• [Aangeleverde tekst]
-=-=-=-=-
De Algemene Administratie van de Fiscaliteit – Belasting over de toegevoegde waarde publiceerde op 04/05/2023 de Circulaire 2023/C/51 betreffende de aanvulling en wijziging van circulaire 2020/C/50.
Deze circulaire bevat aanvullingen en wijzigingen aan circulaire 2020/C/50 van 02.04.2020.
1. Punt 7.4.3.3.5 van circulaire 2020/C/50 van 02.04.2020 wordt als volgt aangevuld:
'Sinds 01.01.2013 moet de factuur overeenkomstig artikel 226, 11bis) van de richtlijn 2006/112/EG de uniforme vermelding 'btw verlegd' bevatten, wanneer de afnemer gehouden is tot voldoening van de btw (zie artikel 5, § 1, 9°bis, van het koninklijk besluit nr. 1, van 29.12.1992 wanneer B niet in de Gemeenschap is gevestigd of ingeval van self-billing).
De vereenvoudiging voor driehoeksverkeer is facultatief. Het is dus de vermelding 'btw verlegd' die ervoor zorgt dat de eindafnemer (C) van de levering op de hoogte is van zijn fiscale verplichtingen. De btw-verleggingsregeling houdt immers in dat er geen btw wordt betaald tussen de leverancier (B) en de eindafnemer (C) voor wie een levering wordt verricht (C) omdat het laatstgenoemde is die de belasting voor deze levering verschuldigd is. Er mag daaromtrent dus geen onzekerheid bestaan.
De vermelding 'btw verlegd' is dus een materiële voorwaarde voor de toepassing van de vereenvoudigingsregeling inzake driehoeksverkeer.
Bijgevolg is de eindafnemer (C) bij een driehoekstransactie niet geldig als de tot voldoening van de btw gehouden persoon aangewezen en is de vereenvoudiging niet van toepassing, wanneer de factuur van de tussenhandelaar (B) niet de vermelding 'btw verlegd' bevat.
-=-=-=-=-
• [Brongegevens]
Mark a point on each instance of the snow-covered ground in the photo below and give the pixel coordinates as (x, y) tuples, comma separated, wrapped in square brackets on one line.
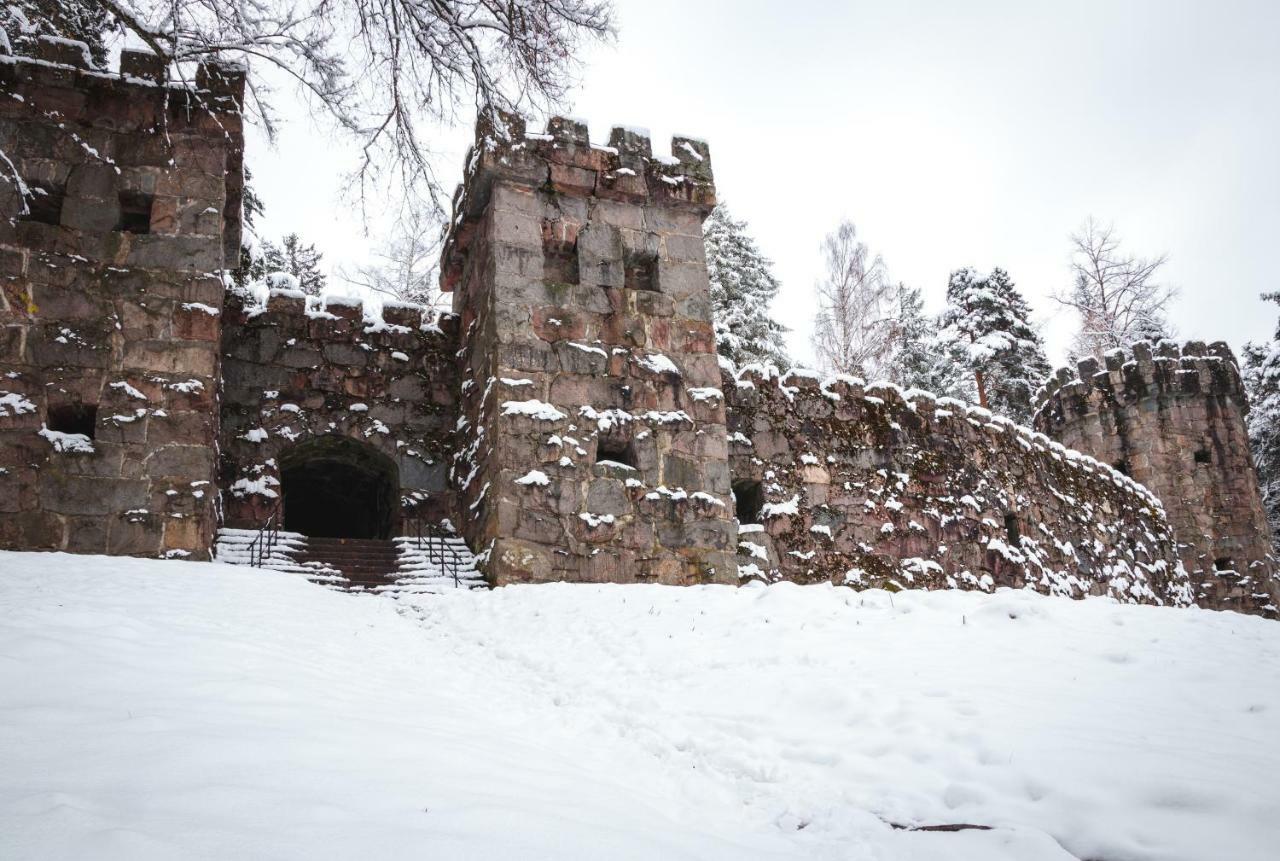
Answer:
[(183, 710)]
-=-=-=-=-
• [Wat u moet doen]
- A) Geef het gedeelte uit de tekst over circulaire 2023/C/51 letterlijk weer, beginnend bij "Bijgevolg is de" en eindigend bij "vermelding 'btw verlegd' bevat.".
- B) Wat is volgens de tekst over circulaire 2023/C/51 een materiële voorwaarde voor de toepassing van de vereenvoudigingsregeling inzake driehoeksverkeer?
- C) Vervolg de tekst over circulaire 2023/C/51 na de laatste zin die wordt getoond.
De lijst is voor deze opdrachten niet vereist.

• [Als antwoord]
- A)
Bijgevolg is de eindafnemer (C) bij een driehoekstransactie niet geldig als de tot voldoening van de btw gehouden persoon aangewezen en is de vereenvoudiging niet van toepassing, wanneer de factuur van de tussenhandelaar (B) niet de vermelding 'btw verlegd' bevat.

- B) De vermelding 'btw verlegd'.

- C)
Bovendien kan de weglating van de vermelding 'btw verlegd' op een factuur niet achteraf worden gecorrigeerd door toevoeging van een vermelding die aangeeft dat de factuur betrekking heeft op een intracommunautaire driehoekstransactie en dat de belastingschuld wordt verlegd naar degene voor wie de levering bestemd is (Hof van Justitie van de Europese Unie, Arrest Luxury Trust Automobil GmbH, zaak C-247/21, van 08.12.2022).'
In punt 7.4.3.4. van circulaire 2020/C/50 wordt de vijfde alinea als volgt vervangen:
'B moet C aanduiden als schuldenaar van de btw over de tweede levering (B-C) aan de hand van de vermelding 'btw-verlegd' op de factuur die hij aan laatstgenoemde moet uitreiken.'
Punt 7.4.4.3.5. van circulaire 2020/C/50 wordt als volgt aangevuld:
'Sinds 01.01.2013 moet de factuur overeenkomstig artikel 226, 11bis) van de richtlijn 2006/112/EG de uniforme vermelding 'btw verlegd' bevatten, wanneer de afnemer gehouden is tot voldoening van de btw (zie artikel 5, § 1, 9°bis, van het koninklijk besluit nr. 1, van 29.12.1992 als België de lidstaat is waar de leverancier de zetel van zijn economische activiteit of een vaste inrichting heeft gevestigd van waaruit hij de levering verricht, behalve ingeval van self-billing).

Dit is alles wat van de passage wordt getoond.